» Data excerpts
>>>

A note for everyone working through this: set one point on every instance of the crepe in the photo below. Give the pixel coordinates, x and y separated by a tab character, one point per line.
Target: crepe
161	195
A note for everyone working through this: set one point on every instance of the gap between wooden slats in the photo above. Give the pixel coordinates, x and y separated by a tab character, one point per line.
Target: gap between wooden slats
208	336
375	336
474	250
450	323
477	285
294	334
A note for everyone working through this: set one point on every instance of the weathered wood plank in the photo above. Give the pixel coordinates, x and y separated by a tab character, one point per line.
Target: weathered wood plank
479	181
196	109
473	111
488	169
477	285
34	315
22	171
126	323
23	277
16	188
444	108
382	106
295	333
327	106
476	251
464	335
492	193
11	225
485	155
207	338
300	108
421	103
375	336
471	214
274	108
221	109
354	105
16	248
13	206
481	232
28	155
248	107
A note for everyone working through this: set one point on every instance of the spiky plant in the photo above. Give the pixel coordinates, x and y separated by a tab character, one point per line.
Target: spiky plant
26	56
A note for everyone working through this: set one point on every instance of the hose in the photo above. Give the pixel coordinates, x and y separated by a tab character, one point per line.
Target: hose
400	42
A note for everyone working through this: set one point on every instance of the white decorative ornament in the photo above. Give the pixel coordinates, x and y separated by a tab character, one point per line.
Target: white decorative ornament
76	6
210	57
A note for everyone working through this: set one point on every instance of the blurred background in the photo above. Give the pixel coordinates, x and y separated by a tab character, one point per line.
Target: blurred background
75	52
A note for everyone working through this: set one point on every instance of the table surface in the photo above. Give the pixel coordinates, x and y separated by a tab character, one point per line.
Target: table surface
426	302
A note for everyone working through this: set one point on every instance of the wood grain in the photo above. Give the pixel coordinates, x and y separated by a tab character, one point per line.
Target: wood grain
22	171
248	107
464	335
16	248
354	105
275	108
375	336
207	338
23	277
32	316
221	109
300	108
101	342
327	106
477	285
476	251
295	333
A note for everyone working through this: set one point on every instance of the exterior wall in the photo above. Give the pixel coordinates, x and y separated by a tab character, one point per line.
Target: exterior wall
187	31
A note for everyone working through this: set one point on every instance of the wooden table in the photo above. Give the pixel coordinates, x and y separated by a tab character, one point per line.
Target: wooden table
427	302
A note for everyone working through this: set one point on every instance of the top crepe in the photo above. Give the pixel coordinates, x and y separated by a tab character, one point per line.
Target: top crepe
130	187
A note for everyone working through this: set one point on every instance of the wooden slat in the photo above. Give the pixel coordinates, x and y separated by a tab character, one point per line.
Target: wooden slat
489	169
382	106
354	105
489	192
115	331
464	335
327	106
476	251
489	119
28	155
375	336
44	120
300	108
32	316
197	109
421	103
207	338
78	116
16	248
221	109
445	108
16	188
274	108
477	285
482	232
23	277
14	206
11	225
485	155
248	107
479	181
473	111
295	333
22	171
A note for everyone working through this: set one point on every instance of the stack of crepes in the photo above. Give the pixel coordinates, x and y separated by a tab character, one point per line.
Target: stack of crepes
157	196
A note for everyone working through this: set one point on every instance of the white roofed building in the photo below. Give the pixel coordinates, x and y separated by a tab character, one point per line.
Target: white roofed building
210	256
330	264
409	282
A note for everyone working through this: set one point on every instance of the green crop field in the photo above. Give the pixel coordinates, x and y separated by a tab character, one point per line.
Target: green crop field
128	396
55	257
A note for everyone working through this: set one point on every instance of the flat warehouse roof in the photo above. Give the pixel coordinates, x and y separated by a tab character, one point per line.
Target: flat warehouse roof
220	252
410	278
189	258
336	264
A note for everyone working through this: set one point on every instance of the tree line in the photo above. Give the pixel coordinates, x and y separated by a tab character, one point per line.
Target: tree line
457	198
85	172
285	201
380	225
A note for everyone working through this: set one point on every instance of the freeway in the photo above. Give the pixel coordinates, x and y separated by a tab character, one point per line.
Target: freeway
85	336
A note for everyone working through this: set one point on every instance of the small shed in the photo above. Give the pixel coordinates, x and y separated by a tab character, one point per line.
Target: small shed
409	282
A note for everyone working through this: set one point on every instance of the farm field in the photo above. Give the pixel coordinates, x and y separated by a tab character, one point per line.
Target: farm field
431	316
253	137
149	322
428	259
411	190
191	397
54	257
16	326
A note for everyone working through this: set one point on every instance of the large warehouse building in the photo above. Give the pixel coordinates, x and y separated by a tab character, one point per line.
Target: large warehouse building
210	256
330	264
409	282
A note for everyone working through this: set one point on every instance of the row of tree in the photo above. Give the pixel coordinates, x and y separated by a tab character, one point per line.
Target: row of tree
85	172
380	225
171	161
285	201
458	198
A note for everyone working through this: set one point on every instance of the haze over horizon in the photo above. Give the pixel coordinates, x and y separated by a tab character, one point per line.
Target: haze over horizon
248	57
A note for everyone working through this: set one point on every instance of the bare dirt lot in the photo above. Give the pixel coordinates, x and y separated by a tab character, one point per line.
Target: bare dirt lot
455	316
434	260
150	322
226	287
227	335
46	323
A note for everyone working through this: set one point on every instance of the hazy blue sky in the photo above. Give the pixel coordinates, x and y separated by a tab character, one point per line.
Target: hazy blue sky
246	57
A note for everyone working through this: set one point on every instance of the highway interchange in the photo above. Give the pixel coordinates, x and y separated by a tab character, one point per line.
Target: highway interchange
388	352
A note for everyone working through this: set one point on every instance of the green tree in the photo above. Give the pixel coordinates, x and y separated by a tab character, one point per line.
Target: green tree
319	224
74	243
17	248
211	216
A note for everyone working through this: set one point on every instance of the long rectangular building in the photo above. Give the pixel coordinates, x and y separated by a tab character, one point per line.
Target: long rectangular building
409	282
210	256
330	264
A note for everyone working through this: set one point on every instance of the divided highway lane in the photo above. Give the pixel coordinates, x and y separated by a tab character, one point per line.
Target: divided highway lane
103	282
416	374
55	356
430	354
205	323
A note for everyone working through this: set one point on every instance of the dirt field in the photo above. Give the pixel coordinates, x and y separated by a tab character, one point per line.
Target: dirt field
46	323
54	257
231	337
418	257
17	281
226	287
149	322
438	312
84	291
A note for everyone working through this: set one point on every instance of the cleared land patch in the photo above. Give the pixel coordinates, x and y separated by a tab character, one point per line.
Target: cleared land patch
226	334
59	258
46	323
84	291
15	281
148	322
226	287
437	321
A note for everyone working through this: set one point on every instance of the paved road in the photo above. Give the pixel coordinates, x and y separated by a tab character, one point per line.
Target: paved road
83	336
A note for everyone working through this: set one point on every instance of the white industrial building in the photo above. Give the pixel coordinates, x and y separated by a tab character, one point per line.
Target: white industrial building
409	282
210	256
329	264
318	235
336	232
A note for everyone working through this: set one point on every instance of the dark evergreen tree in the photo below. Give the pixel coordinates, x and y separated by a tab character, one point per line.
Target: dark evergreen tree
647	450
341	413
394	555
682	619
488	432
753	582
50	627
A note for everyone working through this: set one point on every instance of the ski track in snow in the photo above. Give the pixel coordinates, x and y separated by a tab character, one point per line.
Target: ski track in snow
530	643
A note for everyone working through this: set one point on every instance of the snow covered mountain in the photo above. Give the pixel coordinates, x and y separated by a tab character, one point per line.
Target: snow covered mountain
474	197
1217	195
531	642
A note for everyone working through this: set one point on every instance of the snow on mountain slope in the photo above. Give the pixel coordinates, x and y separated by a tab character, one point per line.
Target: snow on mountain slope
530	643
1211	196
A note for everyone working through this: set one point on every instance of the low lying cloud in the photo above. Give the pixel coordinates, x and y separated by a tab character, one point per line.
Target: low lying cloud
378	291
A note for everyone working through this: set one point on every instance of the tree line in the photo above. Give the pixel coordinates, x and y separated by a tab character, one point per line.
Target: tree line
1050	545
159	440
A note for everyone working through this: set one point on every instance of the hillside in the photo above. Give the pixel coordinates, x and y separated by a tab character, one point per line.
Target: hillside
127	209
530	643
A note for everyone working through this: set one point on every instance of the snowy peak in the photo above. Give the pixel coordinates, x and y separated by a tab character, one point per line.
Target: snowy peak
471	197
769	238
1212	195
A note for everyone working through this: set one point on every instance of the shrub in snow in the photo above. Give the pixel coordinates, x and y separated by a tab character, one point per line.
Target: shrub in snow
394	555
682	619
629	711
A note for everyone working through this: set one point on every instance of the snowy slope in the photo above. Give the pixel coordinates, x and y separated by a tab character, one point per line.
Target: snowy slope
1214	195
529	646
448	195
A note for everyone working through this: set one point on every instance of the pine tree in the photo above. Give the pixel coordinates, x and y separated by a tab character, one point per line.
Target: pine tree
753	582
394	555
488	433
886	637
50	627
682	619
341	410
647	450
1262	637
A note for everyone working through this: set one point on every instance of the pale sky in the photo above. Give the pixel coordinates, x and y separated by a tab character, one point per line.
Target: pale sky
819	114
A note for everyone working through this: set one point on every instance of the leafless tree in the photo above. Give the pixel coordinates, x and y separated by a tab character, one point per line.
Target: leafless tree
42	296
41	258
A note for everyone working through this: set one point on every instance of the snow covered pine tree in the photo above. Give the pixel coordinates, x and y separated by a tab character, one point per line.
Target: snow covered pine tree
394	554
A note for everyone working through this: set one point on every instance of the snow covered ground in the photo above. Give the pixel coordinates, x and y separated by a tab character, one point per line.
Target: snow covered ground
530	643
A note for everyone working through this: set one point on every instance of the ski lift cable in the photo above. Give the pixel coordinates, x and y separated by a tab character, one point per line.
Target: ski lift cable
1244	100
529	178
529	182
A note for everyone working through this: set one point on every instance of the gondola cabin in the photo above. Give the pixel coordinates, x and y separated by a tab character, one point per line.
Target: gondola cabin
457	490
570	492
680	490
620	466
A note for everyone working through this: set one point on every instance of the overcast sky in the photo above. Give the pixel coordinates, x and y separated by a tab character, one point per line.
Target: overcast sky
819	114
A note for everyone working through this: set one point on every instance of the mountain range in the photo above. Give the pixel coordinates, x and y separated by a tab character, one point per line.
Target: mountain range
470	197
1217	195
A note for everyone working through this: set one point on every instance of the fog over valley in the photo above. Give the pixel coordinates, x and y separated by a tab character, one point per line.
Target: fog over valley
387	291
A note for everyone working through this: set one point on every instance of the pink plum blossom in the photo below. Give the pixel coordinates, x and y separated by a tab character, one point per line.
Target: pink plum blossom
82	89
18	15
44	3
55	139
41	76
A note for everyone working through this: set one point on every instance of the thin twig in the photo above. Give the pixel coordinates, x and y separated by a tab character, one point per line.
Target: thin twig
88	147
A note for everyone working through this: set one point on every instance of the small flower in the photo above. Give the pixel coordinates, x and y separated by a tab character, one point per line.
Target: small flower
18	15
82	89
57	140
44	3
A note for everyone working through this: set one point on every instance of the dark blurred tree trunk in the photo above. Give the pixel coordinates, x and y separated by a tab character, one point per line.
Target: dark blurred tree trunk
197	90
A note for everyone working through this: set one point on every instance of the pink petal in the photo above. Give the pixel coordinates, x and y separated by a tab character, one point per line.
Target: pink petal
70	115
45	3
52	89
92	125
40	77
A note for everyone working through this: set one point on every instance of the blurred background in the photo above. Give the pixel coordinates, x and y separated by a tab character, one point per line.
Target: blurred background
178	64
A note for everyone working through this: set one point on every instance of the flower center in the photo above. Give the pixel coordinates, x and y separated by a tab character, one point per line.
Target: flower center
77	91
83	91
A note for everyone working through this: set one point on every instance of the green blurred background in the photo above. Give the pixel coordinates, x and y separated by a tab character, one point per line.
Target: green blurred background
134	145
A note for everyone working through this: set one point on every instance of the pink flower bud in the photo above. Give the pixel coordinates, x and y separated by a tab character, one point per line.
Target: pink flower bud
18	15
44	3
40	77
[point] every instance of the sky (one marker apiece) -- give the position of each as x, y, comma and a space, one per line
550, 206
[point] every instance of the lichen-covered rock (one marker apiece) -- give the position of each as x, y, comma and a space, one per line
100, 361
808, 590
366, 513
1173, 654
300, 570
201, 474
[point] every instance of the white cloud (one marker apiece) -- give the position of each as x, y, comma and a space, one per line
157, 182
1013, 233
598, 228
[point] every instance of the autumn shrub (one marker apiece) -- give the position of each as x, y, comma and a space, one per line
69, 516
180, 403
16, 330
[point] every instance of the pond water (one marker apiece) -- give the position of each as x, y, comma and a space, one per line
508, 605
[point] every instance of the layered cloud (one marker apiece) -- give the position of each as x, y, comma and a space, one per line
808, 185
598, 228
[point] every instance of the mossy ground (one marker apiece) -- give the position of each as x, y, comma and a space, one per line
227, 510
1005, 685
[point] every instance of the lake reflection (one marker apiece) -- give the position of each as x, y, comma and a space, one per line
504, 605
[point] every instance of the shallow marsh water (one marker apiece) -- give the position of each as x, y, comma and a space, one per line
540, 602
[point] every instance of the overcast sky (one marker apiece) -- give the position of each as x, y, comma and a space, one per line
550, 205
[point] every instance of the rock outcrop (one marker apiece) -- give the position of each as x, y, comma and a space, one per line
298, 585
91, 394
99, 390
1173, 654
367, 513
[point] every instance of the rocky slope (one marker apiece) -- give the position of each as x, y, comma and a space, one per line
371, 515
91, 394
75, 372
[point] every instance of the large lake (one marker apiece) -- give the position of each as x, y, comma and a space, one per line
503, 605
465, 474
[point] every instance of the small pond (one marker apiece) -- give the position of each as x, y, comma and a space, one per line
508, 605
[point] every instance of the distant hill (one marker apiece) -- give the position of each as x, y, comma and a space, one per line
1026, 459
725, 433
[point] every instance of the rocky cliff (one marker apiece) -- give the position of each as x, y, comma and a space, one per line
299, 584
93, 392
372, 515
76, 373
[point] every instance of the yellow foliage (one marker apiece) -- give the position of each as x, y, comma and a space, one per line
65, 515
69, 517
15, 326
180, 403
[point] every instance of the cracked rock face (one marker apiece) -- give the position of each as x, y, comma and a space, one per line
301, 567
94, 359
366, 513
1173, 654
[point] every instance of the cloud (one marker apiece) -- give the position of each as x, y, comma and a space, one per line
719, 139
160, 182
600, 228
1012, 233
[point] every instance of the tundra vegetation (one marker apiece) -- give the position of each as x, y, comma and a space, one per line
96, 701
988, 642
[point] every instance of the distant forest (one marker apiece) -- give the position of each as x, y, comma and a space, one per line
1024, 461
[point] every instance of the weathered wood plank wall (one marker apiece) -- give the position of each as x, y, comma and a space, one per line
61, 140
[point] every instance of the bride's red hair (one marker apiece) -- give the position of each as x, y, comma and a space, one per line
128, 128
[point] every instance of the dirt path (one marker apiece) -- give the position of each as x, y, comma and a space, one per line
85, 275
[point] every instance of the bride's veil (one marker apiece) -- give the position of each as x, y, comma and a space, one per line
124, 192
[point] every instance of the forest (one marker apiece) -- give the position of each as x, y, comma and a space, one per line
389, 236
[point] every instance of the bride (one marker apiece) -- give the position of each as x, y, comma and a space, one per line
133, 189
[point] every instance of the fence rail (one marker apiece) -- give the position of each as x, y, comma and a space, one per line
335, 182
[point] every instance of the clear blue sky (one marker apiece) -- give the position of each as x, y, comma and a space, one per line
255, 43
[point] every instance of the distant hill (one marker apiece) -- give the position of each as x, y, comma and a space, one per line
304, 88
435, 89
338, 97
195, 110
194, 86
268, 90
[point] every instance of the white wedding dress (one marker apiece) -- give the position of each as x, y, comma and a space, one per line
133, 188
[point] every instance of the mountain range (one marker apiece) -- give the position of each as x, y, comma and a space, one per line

<<<

» What you will do
Using the material above, extract the line that contains "[point] every instance of the cloud" and every line after it, exactly as given; stop at the last line.

» Result of the task
[point] every instance of the cloud (one marker apiece) -- give the position of each as x, y, comma and a space, one per line
719, 139
160, 182
600, 228
1012, 233
[point] every instance of the tundra vegetation (one marker apiece) -- give the position of each as x, y, comma and a space, one per line
96, 701
988, 642
[point] every instance of the distant forest (one marker apiece) -- give the position of each as x, y, comma and a space, one per line
1024, 461
[point] every instance of the weathered wood plank wall (one marker apiece) -- give the position of each as x, y, comma and a space, one per line
61, 140
[point] every instance of the bride's red hair (one marker apiece) -- give the position of each as x, y, comma and a space, one per line
128, 128
[point] every instance of the dirt path (one marker apiece) -- give the position of each as x, y, comma and a space, one per line
85, 275
[point] every instance of the bride's veil (one marker apiece) -- give the position of each as x, y, comma and a space, one per line
124, 192
[point] every instance of the forest (one marker apiece) -- give the position of each as x, y, comma and a space, one per line
389, 236
[point] every instance of the bride (one marker apiece) -- give the position of each as x, y, comma and a space, one per line
133, 189
[point] every instance of the fence rail (one marker apiece) -- give the position of each as x, y, comma and a space, one per line
335, 182
[point] every instance of the clear blue sky (one marker apiece) -- give the position of each as x, y, comma and a space, one per line
255, 43
[point] every instance of the distant hill (one marker apiece) -- give the position of each as x, y, comma and a space, one per line
304, 88
435, 89
338, 97
195, 110
194, 86
268, 90
[point] every instance of the white wedding dress (one marker apiece) -- give the position of each as x, y, comma and a space, one per line
133, 188
[point] every instance of the mountain range (one marker apiece) -- give the position of each as x, y, comma and a space, one per line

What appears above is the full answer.